Severe Torture is a Dutch death metal band, formed in 1997 by drummer Seth van de Loo and bassist Patrick Boleij.

History
The band was formed in 1997 by Thijs van Laarhoven on guitar, Seth van de Loo on drums, Erik de Windt on vocals, Jelle Schuurmans on guitar and Patrick Boleij on bass guitar. This lineup recorded a five song demo tape called Baptized in Virginal Liquid, produced by Vincent Dijkers, (Sinister, Houwitser), in 1998, a tape which eventually sold 600 copies all over the world. After releasing the demo, Erik left the group to join the Dutch death metal band Sinister. De Windt was replaced by Dennis Schreurs, and with this new line-up the band recorded a two song demo sent out to record labels. After receiving positive reactions, the band went on to play a gig with Immolation; Jelle left the group soon afterwards.

The band continued with four members, and signed a contract for one album with Fadeless Records. They later appeared at the No Mercy 2000 festival in Tilburg, and soon after embarked on their first tour, nine days across the Czech Republic, Slovakia, Germany, Belgium, and the Netherlands with Damnation, and the last three gigs with Pyaemia.

After this tour, they began recording their full-length debut, Feasting On Blood, at Franky's Recording Kitchen with producers Berthus Westerhuys and Robbie Woning. The artwork for the album was done by Joe Maloney. The album was released in October 2000 in Europe, and received American distribution through Hammerheart America in February 2001. To promote the album, Severe Torture embarked on a European tour in January 2001 together with Macabre, Broken Hope, and Die Apokalyptischen Reiter, a tour called "Masters of Murder 2001." In February 2001, The Plague Records changed into Hammerheart Records and offered Severe Torture a contract for another full-length album and an option for two more. In April, Severe Torture played in the United States, at the Ohio Death Fest (with Exhumed, Deeds of Flesh, and others), and two gigs with Pessimist and Burial.
|---|
● **What this exercise asks**:
#1 From the Severe Torture history, list the five musicians in the band's original 1997 lineup, each with the instrument or role given.
#2 Please turn the paragraph of the Severe Torture history beginning "The band continued with four members" into a short bulleted list that keeps its main facts.
#3 Carry the Severe Torture history forward from its final sentence with the next part of the account.

(Stored records)
|---|
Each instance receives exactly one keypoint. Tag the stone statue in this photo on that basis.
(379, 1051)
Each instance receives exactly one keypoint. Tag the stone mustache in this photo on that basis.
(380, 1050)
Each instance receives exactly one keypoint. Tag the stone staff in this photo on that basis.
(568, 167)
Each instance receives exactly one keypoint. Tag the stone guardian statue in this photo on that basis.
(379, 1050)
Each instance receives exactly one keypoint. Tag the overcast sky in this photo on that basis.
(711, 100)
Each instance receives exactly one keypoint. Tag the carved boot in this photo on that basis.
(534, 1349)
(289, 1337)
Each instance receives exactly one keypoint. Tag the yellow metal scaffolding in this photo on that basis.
|---|
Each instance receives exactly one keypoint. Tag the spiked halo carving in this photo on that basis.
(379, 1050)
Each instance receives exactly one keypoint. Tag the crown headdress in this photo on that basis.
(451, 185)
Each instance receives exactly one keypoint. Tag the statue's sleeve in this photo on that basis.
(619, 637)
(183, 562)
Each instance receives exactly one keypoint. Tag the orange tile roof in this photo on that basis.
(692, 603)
|---|
● **Answers for the tasks**:
#1
- Thijs van Laarhoven, guitar
- Seth van de Loo, drums
- Erik de Windt, vocals
- Jelle Schuurmans, guitar
- Patrick Boleij, bass guitar

#2
- The band went on as a four-piece and signed a one-album contract with Fadeless Records.
- It played the No Mercy 2000 festival in Tilburg.
- Soon after, it made its first tour: nine days through the Czech Republic, Slovakia, Germany, Belgium, and the Netherlands with Damnation, with Pyaemia on the last three gigs.

#3
After this U.S. trip, Severe Torture started writing for the next album. Again the album was recorded at Franky's Recording Kitchen with Berthus Westerhuys and Robbie Woning. The recordings were finished in March 2002 and right after Severe Torture went to the U.S. for a second time. They were on the "Bloodletting North America Part III" tour, the New England Metal and Hardcore Fest, and again at the Ohio Death Fest, and played five shows in Canada. During a five-week European tour with Cannibal Corpse in the fall, Severe Torture met guitarist Marvin Vriesde, who played session guitar for the German metal band Dew-Scented and guitar in the Dutch metal band Blo.Torch. A few months after the tour he was asked to join Severe Torture as second guitar player, which he did in the spring of 2003.

In 2005, the band signed a deal with Earache Records; a new album, Fall of the Despised, was released in Autumn of 2005. In May 2006 Severe Torture visited the U.S. for the third time, playing at the Maryland Deathfest, and that summer they toured Europe (40 shows) together with Vader as well.

In 2007, they released Sworn Vengeance, their fourth studio album.

In 2010 they signed with Season of Mist and released their fifth album Slaughtered.

In 2017, it was announced that founding drummer Seth van de Loo left the band, in early 2018, Damiën Kerpentier joined as the drummer.

In April 2022, Severe Torture released their first song in twelve years, "Fisting the Sockets", which is the title track from their EP of the same name, released on June 10. The band also plans to release a new full-length album, and their first in thirteen years, in 2023.

Members

Current members 
 Dennis Schreurs – vocals (1999–present)
 Thijs van Laarhoven – rhythm guitar (1997–present)
 Patrick Boleij – bass (1997–present)
 Marvin Vriesde – lead guitar (2003–present)
 Damiën Kerpentier – drums (2018–present)

Former members
 Eric de Windt – vocals (1997–1998)
 Jelle Schuurmans – guitar (1997–1999)
 Seth van de Loo – drums (1997-2017)

Timeline

Discography 
Feasting on Blood (2000)
Misanthropic Carnage (2002)
Fall of the Despised (2005)
Sworn Vengeance (2007)
Slaughtered (2010)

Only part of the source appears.